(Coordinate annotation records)
====================
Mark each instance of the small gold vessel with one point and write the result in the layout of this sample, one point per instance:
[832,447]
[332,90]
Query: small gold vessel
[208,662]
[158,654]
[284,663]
====================
> [Task details] Rewrite all of the rows above, replacing "gold" with "brass" and leaving everything else unchanged.

> [Finished exercise]
Mark each instance of the small brass vessel with one point and write the result in the layout of this sample, one point per instance:
[832,447]
[332,90]
Query: small brass vessel
[208,662]
[158,654]
[284,663]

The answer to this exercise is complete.